The problem:
Every line of the entries below that includes "street" belongs in the answer, copied as written.
======== Input records ========
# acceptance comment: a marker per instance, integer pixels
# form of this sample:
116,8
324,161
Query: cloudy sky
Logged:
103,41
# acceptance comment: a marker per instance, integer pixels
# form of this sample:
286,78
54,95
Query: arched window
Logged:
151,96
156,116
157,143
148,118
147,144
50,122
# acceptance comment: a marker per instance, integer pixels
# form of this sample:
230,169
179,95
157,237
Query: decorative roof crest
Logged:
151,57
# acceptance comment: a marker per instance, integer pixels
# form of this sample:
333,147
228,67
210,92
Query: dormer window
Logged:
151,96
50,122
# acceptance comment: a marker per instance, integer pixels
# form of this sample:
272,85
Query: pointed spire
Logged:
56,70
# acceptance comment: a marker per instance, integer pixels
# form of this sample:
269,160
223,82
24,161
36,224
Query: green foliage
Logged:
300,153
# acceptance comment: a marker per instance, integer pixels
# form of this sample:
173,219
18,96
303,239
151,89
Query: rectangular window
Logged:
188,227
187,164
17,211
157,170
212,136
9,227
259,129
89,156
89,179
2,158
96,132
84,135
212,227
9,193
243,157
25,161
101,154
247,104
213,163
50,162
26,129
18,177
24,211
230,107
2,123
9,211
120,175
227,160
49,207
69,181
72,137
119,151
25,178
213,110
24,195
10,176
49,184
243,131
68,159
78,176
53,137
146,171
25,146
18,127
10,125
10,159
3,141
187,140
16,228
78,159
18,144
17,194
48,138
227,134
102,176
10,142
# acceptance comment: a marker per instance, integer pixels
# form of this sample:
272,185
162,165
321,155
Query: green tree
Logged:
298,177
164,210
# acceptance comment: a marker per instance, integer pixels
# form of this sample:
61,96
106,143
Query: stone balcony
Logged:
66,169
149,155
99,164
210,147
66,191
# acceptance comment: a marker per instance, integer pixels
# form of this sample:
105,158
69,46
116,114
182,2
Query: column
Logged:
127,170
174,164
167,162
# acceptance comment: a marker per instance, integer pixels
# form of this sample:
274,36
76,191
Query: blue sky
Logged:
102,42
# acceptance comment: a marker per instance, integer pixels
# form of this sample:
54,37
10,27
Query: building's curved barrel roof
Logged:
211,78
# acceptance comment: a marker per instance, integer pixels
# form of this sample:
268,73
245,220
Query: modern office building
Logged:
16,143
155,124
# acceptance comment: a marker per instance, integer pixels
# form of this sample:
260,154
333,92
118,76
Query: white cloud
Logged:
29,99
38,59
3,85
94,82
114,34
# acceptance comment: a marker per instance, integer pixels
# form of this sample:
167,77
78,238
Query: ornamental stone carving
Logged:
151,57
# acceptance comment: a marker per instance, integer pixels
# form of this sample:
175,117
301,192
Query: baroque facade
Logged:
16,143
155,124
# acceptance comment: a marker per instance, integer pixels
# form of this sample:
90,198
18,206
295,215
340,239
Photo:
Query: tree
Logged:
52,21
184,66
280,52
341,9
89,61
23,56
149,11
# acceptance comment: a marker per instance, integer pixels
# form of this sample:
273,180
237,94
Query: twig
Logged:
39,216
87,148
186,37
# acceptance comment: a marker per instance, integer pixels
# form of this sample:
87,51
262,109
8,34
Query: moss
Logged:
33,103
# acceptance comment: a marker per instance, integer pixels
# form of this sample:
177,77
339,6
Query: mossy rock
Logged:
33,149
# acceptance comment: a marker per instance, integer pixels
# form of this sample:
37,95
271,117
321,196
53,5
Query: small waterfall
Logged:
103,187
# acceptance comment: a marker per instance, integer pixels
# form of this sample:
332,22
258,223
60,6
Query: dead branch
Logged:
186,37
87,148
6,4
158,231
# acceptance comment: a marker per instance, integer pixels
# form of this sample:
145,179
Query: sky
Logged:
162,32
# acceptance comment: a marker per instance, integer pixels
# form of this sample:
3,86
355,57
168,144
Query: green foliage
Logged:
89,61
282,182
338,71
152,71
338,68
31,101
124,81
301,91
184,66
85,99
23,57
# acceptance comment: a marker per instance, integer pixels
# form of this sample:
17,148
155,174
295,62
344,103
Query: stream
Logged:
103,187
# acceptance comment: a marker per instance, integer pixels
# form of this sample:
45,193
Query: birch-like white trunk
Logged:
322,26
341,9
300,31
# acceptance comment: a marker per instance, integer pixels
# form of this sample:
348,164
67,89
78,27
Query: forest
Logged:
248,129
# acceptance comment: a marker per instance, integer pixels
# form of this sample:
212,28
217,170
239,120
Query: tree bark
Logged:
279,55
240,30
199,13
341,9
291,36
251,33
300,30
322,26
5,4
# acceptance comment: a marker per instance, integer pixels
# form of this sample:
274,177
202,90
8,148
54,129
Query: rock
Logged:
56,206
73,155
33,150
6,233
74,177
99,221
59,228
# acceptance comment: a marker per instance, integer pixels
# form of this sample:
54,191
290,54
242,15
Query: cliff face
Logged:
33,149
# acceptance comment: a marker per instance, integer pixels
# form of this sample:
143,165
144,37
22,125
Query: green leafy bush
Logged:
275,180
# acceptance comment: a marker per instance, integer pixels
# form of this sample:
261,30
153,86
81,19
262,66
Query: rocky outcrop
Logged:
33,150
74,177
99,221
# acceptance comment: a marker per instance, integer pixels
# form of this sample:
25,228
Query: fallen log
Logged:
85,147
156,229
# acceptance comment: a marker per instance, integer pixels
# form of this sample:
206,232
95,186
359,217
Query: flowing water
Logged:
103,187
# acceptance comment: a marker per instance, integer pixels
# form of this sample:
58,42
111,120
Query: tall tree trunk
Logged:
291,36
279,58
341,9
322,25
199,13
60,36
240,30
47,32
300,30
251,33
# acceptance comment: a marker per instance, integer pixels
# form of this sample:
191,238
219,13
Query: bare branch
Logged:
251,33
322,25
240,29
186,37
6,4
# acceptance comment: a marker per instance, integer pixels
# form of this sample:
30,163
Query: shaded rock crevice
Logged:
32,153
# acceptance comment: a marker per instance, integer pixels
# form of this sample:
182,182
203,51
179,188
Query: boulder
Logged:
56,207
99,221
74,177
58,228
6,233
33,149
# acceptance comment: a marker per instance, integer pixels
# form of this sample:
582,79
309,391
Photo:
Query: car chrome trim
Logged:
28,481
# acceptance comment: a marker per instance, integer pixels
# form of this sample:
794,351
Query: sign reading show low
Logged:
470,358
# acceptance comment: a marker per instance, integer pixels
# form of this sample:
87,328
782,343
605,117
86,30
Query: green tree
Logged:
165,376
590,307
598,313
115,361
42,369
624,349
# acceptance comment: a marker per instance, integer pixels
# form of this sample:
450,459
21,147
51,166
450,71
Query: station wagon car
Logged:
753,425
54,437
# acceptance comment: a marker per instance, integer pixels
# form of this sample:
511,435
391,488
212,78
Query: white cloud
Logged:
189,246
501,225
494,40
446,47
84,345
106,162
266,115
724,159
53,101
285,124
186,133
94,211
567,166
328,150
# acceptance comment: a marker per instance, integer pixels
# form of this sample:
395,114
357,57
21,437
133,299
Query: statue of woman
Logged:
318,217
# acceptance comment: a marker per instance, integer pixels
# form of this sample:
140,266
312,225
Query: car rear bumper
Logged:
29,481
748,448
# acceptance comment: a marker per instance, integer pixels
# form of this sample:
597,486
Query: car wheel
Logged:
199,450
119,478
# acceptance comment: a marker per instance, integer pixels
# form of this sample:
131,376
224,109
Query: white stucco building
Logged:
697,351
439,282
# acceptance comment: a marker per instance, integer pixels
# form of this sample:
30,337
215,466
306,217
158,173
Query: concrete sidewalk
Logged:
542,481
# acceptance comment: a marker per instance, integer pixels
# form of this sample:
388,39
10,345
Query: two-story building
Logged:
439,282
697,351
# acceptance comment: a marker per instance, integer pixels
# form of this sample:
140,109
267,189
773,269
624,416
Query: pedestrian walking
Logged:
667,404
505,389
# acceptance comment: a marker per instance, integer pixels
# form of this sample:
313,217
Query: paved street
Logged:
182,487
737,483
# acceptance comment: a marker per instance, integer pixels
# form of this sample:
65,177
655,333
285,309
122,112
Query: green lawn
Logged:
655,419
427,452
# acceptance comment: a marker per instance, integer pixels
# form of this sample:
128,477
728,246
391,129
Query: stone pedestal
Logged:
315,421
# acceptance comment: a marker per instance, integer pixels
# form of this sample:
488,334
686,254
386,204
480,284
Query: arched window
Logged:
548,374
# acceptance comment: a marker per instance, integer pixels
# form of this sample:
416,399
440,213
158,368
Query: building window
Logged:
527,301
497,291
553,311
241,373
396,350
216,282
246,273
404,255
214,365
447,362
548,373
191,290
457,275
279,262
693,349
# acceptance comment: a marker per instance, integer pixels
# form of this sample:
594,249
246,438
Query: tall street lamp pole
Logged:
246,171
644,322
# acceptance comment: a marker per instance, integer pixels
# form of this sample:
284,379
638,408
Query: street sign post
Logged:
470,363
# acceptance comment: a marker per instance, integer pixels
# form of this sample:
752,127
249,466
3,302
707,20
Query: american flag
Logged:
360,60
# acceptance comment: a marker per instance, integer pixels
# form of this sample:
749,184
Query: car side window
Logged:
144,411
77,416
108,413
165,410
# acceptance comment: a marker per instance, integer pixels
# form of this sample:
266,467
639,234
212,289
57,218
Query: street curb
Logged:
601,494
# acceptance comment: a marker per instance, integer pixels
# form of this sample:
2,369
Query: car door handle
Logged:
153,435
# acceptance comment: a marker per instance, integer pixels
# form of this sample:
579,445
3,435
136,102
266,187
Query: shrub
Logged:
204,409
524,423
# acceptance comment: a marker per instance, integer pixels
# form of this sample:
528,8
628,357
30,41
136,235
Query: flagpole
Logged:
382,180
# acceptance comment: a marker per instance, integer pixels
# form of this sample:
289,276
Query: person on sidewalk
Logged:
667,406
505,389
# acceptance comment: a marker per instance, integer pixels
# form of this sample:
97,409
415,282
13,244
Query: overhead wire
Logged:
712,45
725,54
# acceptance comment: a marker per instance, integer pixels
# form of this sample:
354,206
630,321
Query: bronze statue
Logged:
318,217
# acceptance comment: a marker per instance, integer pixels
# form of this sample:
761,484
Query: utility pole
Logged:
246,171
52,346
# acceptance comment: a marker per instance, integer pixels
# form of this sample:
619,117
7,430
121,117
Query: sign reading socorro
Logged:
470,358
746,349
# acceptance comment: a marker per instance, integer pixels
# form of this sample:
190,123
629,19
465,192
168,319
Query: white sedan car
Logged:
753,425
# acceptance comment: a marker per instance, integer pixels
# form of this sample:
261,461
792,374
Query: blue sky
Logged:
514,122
========
Task output:
Query: paved street
Query: tall street lamp pole
Query: street sign post
Query: street curb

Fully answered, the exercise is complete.